#### TEXTE PRÉSENTÉ
A côté, la comète de Halley - prochaine apparition le 28 juillet 2061, soixante-quatorze ans après son dernier passage - est une grosse squatteuse. C'est bien simple, dans toute l'histoire de l'humanité, jamais, au grand jamais, nous n'avions assisté à pareille conjonction astrale : la diffusion simultanée de Star Academy et Nouvelle Star. Bien la peine que la Nasa se casse la nénette à expédier des robots à la con déceler des crottes de Martiens quand c'est là, à portée de doigts boudinés sur la télécommande, que se produit cet étonnant événement, sur NRJ12 et D8. Jeudi, la première a ressuscité Star Academy hardiment agrémenté du vocable «revolution» (prononcez «rivoloucheune»). Mardi, la seconde exhume Nouvelle Star. Et c'est parti pour trois mois de l'une et de l'autre. En huit saisons chacune (à partir de 2001 pour Star Ac et de 2003 pour Nouvelle Star ), jamais ces télé-réalités musicales ne s'étaient chevauchées, l'une s'étalant à l'automne, l'autre annonçant le printemps, les deux se succédant harmonieusement, évitant à nos oreilles l'usage du Sonotone (1). Là, les deux à la fois, ça va être rillettes et beurre, Nutella et miel, Copé et Fillon, soit beaucoup, beaucoup trop. Tranchons dans le plus très vif : Star Ac moisie ou Nouvelle Star zombie?

#### DONNÉES FOURNIES
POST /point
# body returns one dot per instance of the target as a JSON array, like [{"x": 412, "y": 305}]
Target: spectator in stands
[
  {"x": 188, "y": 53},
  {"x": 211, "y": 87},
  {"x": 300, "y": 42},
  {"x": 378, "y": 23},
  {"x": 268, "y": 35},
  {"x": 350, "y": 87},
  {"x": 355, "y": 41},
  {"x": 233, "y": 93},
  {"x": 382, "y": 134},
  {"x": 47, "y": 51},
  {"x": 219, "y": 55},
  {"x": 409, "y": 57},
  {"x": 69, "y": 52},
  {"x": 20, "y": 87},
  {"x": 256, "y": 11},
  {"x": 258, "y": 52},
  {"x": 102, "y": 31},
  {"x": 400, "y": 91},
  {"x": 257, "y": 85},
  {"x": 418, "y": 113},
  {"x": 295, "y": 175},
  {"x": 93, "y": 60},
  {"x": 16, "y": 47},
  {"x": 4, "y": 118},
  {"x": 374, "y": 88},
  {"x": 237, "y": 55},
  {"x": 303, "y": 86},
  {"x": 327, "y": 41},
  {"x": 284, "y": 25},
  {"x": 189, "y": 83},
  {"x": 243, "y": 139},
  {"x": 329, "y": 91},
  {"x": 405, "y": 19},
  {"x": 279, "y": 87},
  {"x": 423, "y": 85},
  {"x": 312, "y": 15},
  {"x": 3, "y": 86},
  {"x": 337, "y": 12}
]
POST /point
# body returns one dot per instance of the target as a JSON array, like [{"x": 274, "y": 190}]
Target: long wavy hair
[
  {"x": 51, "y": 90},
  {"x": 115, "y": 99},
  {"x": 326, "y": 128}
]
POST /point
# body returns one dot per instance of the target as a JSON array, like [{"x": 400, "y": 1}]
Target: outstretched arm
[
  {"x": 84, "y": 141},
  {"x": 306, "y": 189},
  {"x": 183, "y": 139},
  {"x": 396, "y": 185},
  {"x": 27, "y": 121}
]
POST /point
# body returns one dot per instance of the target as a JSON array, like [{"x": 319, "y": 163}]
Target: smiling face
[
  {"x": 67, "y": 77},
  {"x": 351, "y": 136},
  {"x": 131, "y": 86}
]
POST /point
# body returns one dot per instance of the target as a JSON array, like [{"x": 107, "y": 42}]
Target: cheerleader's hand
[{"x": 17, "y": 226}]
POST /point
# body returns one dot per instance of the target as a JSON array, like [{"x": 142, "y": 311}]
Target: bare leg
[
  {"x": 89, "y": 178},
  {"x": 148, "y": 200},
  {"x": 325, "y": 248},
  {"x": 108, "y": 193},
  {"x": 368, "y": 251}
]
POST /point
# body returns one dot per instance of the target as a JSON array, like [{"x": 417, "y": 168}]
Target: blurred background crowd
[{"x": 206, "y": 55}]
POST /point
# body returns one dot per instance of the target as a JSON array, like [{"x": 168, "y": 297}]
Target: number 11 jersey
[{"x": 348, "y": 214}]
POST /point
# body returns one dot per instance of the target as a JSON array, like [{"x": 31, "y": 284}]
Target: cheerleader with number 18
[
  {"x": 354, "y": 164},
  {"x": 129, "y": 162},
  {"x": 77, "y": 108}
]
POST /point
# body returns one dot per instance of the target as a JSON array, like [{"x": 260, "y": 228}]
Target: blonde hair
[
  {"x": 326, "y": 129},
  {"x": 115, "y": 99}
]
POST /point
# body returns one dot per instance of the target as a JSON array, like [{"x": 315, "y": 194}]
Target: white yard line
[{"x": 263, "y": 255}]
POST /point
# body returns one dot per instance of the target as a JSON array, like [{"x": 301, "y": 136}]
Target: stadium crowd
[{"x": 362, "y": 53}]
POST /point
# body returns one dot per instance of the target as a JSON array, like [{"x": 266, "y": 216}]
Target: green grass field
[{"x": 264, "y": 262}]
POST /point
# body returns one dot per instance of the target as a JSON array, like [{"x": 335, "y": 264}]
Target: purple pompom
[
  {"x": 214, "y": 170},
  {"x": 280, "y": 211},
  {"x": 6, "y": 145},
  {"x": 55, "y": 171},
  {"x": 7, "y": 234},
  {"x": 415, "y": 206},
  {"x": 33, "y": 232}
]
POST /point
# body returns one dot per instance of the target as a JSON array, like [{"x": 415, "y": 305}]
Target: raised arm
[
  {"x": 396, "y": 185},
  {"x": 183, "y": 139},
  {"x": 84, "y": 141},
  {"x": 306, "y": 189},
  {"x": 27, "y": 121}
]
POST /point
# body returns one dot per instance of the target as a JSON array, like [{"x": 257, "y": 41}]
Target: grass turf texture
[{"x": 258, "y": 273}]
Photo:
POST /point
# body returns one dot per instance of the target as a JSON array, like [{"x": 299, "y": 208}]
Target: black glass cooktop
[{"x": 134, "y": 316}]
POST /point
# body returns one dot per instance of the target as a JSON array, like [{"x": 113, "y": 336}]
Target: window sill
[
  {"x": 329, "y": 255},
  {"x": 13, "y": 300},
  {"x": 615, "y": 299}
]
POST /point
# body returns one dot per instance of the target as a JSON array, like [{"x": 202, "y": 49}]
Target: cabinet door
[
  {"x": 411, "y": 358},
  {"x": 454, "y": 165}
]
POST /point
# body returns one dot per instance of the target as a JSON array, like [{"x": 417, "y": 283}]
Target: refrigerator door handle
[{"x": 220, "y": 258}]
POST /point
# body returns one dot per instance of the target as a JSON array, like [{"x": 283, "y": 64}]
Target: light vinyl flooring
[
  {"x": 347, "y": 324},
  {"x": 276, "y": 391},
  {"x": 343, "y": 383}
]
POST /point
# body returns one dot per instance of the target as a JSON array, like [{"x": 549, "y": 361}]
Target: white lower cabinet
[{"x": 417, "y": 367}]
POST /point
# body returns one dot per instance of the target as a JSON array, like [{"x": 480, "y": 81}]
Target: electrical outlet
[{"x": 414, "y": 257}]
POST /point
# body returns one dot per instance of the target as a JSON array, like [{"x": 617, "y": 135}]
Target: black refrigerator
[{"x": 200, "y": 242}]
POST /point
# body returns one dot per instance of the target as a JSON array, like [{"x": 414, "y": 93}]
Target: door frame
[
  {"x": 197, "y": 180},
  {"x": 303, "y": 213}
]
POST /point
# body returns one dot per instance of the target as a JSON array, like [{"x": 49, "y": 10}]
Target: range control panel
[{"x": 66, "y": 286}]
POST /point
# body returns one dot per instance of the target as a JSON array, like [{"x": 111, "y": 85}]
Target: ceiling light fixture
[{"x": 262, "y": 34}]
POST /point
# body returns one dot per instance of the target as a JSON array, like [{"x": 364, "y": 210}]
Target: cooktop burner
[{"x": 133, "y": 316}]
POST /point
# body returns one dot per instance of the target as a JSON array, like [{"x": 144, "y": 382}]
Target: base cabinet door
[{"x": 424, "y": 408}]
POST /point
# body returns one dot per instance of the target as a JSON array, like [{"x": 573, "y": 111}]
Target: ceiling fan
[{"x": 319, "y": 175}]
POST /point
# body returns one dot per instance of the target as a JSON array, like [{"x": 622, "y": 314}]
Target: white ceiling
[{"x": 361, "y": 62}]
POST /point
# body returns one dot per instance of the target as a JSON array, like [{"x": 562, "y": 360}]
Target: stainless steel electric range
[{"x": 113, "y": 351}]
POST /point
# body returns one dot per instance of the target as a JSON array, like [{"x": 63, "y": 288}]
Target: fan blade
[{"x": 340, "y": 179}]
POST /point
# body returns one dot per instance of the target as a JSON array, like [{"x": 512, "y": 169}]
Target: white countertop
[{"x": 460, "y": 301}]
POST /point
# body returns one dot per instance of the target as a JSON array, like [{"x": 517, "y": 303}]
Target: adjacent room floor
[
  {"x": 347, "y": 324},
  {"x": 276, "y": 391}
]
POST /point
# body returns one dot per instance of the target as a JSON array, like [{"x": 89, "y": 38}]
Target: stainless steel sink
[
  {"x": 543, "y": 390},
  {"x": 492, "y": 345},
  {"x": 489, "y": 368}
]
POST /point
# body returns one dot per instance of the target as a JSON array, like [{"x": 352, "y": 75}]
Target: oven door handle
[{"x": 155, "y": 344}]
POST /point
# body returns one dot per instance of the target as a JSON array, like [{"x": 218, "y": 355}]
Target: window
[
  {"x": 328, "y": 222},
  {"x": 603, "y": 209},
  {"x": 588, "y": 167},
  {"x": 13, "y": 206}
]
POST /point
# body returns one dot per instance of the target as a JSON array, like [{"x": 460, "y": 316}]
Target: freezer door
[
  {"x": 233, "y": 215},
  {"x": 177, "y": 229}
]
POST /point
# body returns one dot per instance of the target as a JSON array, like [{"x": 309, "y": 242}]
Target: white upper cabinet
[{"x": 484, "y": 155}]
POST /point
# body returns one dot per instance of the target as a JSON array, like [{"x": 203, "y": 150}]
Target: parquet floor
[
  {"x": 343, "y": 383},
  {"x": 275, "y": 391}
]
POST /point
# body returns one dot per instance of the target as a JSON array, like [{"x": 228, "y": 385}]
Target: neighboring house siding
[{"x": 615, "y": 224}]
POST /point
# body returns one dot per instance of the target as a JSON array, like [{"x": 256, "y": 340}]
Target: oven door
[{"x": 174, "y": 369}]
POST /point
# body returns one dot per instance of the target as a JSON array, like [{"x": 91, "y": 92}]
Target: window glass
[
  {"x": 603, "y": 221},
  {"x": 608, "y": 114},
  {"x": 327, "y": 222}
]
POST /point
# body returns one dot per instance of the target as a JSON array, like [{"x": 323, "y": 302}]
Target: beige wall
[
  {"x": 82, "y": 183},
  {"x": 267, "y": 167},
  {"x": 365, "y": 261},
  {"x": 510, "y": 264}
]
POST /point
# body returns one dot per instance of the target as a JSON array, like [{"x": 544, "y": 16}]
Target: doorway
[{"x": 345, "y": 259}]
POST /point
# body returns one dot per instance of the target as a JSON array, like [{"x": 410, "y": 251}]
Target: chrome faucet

#### CONSIGNE
Recopiez intégralement, sans rien modifier, le texte présenté plus haut sur le retour simultané de Star Academy et de Nouvelle Star.

#### RÉPONSE ATTENDUE
A côté, la comète de Halley - prochaine apparition le 28 juillet 2061, soixante-quatorze ans après son dernier passage - est une grosse squatteuse. C'est bien simple, dans toute l'histoire de l'humanité, jamais, au grand jamais, nous n'avions assisté à pareille conjonction astrale : la diffusion simultanée de Star Academy et Nouvelle Star. Bien la peine que la Nasa se casse la nénette à expédier des robots à la con déceler des crottes de Martiens quand c'est là, à portée de doigts boudinés sur la télécommande, que se produit cet étonnant événement, sur NRJ12 et D8. Jeudi, la première a ressuscité Star Academy hardiment agrémenté du vocable «revolution» (prononcez «rivoloucheune»). Mardi, la seconde exhume Nouvelle Star. Et c'est parti pour trois mois de l'une et de l'autre. En huit saisons chacune (à partir de 2001 pour Star Ac et de 2003 pour Nouvelle Star ), jamais ces télé-réalités musicales ne s'étaient chevauchées, l'une s'étalant à l'automne, l'autre annonçant le printemps, les deux se succédant harmonieusement, évitant à nos oreilles l'usage du Sonotone (1). Là, les deux à la fois, ça va être rillettes et beurre, Nutella et miel, Copé et Fillon, soit beaucoup, beaucoup trop. Tranchons dans le plus très vif : Star Ac moisie ou Nouvelle Star zombie?